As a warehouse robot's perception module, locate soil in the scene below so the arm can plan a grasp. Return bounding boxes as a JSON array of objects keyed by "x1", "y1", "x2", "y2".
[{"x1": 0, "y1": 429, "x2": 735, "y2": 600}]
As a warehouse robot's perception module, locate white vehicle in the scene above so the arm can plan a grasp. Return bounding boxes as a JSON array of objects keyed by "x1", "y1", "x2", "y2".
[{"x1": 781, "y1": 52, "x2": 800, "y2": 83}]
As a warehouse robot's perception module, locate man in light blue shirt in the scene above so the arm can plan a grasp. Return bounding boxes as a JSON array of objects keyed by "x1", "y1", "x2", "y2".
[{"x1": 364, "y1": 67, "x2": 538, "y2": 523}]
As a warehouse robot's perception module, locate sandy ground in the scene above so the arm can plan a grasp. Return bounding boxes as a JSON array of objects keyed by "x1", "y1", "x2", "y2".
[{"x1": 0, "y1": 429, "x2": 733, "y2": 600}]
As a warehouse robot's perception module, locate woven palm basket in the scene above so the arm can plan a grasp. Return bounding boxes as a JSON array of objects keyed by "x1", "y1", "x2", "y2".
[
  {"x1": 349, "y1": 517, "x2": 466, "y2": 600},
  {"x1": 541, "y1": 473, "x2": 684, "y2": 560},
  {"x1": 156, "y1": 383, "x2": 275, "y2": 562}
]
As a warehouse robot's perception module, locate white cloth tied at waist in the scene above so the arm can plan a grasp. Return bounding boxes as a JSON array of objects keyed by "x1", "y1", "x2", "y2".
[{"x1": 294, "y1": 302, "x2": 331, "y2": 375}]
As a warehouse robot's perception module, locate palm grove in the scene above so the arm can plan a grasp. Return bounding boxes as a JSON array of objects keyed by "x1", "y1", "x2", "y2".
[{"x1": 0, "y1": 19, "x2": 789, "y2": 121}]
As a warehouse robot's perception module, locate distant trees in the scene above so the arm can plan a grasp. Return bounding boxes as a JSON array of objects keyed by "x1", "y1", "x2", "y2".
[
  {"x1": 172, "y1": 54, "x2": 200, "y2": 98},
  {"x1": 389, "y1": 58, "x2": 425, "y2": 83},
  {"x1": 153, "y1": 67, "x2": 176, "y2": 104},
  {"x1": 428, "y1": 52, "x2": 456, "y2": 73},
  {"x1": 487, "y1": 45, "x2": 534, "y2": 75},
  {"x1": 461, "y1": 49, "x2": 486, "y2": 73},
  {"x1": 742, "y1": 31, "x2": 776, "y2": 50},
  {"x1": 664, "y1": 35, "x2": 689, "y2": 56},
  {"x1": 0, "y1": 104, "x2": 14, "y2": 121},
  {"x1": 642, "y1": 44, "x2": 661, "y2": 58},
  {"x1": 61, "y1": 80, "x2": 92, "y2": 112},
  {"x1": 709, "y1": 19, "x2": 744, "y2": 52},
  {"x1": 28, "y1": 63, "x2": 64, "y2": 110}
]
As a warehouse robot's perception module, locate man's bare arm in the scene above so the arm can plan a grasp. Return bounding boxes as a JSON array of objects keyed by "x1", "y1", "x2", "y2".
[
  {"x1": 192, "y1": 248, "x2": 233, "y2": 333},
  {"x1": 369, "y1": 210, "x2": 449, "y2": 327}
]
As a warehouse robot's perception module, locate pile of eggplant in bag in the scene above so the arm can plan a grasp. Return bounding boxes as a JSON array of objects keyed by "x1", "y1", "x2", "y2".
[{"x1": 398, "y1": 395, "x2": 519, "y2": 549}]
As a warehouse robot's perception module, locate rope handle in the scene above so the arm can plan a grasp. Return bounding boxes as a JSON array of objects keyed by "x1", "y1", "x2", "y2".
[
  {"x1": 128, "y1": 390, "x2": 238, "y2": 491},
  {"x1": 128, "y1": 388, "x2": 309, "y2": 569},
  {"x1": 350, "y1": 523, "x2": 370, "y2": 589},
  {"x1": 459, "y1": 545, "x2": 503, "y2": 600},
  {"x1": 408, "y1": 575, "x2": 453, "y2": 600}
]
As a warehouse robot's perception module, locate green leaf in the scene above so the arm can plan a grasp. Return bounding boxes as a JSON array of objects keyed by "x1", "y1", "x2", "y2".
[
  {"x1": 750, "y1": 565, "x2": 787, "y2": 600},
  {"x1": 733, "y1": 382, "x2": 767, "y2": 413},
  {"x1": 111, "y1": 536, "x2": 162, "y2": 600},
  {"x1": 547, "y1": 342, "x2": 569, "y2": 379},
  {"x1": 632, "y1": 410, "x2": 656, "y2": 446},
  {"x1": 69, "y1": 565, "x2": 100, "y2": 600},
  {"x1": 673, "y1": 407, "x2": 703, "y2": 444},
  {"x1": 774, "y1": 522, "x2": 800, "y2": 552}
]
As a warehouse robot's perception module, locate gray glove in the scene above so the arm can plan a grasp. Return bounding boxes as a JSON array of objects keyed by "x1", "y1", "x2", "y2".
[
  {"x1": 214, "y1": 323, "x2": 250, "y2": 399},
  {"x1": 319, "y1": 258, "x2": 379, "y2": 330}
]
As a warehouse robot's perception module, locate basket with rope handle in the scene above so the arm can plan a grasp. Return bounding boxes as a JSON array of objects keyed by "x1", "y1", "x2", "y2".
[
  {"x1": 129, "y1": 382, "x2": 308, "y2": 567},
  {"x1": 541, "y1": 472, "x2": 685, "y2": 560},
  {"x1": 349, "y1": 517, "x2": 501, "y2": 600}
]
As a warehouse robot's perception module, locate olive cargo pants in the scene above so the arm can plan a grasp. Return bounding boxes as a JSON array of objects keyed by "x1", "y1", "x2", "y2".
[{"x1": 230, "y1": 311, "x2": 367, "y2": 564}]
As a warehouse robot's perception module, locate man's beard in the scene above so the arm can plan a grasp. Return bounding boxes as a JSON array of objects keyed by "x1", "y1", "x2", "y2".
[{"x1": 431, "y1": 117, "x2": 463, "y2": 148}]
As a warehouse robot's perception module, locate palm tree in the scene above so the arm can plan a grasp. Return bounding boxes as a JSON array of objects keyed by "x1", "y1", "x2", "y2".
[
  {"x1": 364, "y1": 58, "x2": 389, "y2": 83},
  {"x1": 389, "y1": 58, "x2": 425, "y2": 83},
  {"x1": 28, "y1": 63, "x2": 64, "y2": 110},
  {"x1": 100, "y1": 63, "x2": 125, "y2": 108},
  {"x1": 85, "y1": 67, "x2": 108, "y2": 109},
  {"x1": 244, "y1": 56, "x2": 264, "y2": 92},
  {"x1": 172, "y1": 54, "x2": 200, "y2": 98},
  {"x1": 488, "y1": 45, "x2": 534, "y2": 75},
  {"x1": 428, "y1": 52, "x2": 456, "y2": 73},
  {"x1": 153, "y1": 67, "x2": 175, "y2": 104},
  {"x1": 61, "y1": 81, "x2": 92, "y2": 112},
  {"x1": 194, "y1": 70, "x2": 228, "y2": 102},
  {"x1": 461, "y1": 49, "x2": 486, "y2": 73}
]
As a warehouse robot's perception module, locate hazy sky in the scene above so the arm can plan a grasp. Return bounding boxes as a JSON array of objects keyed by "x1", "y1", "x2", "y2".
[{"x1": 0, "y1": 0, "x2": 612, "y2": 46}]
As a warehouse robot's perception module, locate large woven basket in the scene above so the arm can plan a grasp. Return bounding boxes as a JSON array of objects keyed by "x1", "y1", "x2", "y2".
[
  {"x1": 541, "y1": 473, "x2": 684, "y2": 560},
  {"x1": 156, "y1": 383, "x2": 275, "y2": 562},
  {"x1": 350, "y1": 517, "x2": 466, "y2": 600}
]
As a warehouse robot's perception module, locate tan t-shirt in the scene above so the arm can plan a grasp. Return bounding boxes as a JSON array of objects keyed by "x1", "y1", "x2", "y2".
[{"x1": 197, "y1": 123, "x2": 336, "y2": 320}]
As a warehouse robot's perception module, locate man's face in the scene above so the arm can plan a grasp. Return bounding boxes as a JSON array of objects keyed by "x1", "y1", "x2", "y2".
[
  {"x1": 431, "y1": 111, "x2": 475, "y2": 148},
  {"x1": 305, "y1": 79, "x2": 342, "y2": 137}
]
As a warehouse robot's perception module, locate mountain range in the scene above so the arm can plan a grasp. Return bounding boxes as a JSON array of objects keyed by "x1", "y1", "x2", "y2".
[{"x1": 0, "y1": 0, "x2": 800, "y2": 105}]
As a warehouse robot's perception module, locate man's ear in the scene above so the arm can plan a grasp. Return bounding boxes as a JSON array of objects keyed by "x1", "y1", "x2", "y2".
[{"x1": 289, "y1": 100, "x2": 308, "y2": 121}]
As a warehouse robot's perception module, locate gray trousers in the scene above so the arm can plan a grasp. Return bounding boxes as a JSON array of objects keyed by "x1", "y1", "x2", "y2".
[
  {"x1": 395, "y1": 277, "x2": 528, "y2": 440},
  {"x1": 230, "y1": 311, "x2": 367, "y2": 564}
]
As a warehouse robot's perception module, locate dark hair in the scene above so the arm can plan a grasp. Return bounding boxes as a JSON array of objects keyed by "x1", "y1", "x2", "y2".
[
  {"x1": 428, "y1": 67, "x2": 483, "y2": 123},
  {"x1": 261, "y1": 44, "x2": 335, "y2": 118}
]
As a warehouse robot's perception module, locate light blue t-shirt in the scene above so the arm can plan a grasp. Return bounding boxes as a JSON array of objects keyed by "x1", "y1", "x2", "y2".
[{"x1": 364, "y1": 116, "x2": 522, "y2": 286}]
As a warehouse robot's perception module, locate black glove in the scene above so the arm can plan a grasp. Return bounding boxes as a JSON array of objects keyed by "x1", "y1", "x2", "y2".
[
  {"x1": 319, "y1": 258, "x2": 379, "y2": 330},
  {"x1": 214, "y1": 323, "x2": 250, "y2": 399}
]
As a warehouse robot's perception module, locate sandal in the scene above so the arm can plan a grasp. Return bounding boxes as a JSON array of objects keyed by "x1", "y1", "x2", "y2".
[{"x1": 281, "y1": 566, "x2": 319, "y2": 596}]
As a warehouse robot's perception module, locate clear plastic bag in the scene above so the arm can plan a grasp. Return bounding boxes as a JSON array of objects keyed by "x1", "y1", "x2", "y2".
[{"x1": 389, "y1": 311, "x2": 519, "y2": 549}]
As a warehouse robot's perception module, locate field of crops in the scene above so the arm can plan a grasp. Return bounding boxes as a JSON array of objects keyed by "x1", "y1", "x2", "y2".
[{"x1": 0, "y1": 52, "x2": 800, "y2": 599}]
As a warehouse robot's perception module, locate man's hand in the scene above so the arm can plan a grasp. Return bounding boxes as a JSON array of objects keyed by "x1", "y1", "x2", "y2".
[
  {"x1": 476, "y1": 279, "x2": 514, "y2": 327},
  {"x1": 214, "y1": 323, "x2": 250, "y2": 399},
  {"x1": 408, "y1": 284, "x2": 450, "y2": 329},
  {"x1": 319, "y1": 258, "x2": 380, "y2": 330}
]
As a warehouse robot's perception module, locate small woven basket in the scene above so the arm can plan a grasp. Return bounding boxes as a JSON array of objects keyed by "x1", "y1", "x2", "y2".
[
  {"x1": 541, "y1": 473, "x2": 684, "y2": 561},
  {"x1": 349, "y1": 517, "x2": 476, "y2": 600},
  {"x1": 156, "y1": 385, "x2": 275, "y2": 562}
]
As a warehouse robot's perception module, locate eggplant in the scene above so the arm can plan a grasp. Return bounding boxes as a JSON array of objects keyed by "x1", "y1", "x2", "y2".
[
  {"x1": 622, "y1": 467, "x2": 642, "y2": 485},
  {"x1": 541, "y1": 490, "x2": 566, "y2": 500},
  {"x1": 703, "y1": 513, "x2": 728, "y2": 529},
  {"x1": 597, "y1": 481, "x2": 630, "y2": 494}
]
┄┄┄┄┄┄┄┄┄┄┄┄┄┄┄┄┄┄┄┄
▶ _Aim of the exercise_
How many lines of the entries above contain the word "glove"? Reply with the number alone.

▶ _Result_
2